§ Written request:
Reproduce the listing from the line with "Where can you spot the sky?" through the end, renaming "instance" to "occurrence" and leaving everything else unchanged.

§ Rows:
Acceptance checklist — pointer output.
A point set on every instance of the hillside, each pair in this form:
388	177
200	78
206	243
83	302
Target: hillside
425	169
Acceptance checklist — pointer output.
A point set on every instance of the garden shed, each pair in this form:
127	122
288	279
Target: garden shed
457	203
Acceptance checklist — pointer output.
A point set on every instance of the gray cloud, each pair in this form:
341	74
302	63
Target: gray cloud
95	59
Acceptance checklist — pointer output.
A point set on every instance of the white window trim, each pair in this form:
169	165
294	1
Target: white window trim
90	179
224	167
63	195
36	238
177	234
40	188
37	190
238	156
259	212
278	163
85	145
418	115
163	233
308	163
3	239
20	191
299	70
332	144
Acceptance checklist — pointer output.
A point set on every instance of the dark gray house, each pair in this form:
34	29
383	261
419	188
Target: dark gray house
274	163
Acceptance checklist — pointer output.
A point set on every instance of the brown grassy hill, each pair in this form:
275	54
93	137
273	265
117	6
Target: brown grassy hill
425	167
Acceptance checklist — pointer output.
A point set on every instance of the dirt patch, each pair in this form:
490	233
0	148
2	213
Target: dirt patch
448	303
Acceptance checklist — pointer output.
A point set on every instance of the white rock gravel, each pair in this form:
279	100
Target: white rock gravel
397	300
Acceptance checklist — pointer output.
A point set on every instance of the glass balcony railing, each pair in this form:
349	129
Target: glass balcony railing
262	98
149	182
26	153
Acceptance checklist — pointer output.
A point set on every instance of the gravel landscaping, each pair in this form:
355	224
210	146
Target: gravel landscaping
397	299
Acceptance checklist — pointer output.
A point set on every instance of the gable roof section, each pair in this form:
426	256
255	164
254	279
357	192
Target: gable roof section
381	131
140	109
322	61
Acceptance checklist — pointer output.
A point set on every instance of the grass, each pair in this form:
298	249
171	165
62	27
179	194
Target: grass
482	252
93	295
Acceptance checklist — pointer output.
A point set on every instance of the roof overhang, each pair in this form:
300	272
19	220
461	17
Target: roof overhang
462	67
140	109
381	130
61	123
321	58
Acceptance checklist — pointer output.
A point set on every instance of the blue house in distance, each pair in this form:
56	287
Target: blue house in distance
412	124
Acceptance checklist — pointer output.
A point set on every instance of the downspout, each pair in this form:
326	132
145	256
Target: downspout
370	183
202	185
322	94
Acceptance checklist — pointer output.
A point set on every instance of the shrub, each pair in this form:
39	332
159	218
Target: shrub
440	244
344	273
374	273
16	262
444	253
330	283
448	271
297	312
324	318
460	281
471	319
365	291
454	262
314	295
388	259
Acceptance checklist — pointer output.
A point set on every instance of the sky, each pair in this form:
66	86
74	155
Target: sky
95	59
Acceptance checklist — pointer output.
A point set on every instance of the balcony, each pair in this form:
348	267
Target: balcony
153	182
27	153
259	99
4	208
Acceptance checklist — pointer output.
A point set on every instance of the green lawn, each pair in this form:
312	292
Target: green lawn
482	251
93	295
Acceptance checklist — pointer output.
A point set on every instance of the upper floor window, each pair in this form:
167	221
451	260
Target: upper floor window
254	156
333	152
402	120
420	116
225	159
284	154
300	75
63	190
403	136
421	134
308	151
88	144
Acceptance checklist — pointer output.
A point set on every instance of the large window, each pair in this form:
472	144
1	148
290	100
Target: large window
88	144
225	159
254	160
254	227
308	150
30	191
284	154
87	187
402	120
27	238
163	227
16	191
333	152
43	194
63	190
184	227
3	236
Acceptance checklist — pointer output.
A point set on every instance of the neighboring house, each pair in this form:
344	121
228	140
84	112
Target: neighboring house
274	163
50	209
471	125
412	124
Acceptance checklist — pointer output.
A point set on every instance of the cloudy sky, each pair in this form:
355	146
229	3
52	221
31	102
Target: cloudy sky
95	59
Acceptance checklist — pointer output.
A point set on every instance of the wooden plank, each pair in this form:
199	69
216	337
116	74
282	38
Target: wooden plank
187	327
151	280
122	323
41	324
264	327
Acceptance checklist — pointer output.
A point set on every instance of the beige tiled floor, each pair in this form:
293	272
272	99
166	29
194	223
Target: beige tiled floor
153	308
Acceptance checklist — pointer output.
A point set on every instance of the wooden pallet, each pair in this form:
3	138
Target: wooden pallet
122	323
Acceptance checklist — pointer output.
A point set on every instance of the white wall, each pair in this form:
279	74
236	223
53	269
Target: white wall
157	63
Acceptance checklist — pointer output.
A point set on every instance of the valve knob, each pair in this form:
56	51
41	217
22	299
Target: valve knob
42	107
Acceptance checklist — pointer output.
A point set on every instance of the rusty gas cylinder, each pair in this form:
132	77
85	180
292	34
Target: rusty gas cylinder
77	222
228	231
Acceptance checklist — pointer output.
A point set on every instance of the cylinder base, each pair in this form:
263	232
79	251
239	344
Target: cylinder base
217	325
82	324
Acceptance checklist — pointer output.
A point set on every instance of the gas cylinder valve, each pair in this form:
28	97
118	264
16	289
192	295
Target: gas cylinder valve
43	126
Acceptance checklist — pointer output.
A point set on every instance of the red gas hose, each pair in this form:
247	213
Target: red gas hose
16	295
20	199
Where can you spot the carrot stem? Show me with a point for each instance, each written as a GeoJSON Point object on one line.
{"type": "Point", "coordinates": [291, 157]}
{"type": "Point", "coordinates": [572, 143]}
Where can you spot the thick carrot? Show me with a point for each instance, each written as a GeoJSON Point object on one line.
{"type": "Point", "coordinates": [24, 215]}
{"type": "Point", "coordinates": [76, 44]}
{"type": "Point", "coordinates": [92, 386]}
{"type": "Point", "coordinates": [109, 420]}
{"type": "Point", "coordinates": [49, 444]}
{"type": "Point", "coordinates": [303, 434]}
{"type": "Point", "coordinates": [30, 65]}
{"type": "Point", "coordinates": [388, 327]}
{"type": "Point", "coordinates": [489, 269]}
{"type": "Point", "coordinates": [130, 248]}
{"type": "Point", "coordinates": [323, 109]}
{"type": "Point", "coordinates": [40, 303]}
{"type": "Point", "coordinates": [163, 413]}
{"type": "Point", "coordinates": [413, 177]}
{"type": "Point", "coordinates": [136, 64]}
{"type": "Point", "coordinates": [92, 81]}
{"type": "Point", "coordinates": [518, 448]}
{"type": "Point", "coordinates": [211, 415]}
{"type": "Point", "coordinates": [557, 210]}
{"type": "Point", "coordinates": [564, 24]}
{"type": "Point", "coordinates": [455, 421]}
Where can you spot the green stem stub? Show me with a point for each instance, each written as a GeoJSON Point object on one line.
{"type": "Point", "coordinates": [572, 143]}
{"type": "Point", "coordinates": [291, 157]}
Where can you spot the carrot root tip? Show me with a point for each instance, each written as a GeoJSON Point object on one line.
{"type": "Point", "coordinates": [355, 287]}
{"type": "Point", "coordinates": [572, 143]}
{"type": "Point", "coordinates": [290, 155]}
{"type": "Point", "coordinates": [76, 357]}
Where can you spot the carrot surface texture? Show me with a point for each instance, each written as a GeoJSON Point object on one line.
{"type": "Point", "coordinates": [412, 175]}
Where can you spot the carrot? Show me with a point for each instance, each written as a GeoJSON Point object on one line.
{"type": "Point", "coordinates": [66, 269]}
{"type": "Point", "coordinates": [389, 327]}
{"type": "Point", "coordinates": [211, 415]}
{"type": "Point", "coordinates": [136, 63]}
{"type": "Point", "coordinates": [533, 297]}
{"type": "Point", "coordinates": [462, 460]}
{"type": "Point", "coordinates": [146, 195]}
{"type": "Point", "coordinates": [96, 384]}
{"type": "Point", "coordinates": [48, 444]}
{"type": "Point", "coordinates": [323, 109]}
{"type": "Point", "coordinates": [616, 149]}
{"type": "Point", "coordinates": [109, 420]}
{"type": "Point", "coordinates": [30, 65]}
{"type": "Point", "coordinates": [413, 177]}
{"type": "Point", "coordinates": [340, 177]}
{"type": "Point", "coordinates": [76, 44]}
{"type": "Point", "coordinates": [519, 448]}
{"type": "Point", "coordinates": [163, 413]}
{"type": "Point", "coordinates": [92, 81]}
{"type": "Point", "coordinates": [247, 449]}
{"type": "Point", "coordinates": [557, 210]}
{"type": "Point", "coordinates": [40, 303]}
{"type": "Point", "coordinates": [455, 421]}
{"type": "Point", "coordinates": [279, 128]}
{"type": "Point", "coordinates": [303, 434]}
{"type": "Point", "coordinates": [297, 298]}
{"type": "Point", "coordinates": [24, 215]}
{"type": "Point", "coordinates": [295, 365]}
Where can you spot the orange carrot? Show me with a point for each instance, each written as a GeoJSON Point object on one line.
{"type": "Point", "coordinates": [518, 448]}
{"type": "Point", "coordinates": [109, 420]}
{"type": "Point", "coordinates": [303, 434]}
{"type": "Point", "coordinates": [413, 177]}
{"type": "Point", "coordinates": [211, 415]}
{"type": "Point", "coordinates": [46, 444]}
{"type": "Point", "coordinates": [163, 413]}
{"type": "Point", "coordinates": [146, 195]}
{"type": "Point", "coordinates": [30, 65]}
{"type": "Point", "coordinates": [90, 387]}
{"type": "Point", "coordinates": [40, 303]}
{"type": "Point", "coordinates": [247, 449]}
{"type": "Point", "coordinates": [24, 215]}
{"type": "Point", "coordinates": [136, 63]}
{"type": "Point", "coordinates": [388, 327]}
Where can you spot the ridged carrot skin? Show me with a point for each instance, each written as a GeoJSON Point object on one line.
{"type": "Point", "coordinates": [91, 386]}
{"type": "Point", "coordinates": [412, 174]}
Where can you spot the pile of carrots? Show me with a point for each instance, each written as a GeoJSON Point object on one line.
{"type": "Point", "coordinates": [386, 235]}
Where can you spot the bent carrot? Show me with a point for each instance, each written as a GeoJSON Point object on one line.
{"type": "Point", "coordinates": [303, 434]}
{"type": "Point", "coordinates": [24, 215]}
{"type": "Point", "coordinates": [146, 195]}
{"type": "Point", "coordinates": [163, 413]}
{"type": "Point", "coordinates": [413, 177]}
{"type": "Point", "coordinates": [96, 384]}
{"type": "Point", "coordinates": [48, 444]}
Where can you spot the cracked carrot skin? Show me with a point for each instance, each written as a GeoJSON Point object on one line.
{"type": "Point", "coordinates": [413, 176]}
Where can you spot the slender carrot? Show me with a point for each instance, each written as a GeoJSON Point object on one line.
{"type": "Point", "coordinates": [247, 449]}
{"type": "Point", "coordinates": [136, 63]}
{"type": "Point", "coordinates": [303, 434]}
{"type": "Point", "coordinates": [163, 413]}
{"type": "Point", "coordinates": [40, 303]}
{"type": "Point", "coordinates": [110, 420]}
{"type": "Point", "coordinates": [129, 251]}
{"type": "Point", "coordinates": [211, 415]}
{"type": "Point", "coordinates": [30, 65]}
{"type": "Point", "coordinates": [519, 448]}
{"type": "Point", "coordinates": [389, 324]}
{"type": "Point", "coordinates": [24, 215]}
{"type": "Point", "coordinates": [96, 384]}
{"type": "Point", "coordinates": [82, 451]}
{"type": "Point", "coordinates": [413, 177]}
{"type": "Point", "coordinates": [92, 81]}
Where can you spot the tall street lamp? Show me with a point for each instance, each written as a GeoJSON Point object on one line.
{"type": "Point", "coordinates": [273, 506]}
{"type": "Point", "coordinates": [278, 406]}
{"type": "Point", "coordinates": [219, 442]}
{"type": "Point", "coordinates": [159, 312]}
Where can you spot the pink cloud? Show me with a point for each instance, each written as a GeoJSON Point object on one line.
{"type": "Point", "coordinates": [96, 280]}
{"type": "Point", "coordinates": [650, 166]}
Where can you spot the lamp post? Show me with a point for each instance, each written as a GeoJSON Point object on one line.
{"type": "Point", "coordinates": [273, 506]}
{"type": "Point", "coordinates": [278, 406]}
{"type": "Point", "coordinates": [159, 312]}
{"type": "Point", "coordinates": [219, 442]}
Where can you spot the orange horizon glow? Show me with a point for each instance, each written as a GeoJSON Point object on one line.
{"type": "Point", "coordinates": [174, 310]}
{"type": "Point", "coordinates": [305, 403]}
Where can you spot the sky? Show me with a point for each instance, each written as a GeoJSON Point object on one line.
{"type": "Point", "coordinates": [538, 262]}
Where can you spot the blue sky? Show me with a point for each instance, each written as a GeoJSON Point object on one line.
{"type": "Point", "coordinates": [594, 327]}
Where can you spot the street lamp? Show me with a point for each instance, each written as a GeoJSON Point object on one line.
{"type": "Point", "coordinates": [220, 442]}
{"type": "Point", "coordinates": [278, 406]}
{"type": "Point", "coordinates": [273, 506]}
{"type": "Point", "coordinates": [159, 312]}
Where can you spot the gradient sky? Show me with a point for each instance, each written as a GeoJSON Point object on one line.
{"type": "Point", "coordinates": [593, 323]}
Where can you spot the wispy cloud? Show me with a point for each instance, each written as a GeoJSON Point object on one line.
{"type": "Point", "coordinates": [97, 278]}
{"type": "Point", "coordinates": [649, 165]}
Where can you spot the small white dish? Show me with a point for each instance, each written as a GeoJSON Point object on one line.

§ Written answer:
Where can you spot the sky? Show me with a point for each occurrence, each written as a GeoJSON Point object on one line.
{"type": "Point", "coordinates": [538, 262]}
Where can you spot the blue sky? Show me with a point for each occurrence, each written as a GeoJSON Point object on one line.
{"type": "Point", "coordinates": [594, 327]}
Where can you spot the street lamp? Show me with a point for each occurrence, each written as a GeoJSON Point object on one line.
{"type": "Point", "coordinates": [220, 442]}
{"type": "Point", "coordinates": [278, 406]}
{"type": "Point", "coordinates": [273, 506]}
{"type": "Point", "coordinates": [159, 312]}
Where can you spot the gradient sky? Show me with a point for each occurrence, each written as a GeoJSON Point object on one line.
{"type": "Point", "coordinates": [593, 323]}
Where can you spot the wispy cloud? Show me with a point for each occurrence, each written as a GeoJSON Point object on one line.
{"type": "Point", "coordinates": [97, 278]}
{"type": "Point", "coordinates": [649, 165]}
Where can you spot the small white dish? Show me with a point for each occurrence, each written as a GeoJSON Point object on one line.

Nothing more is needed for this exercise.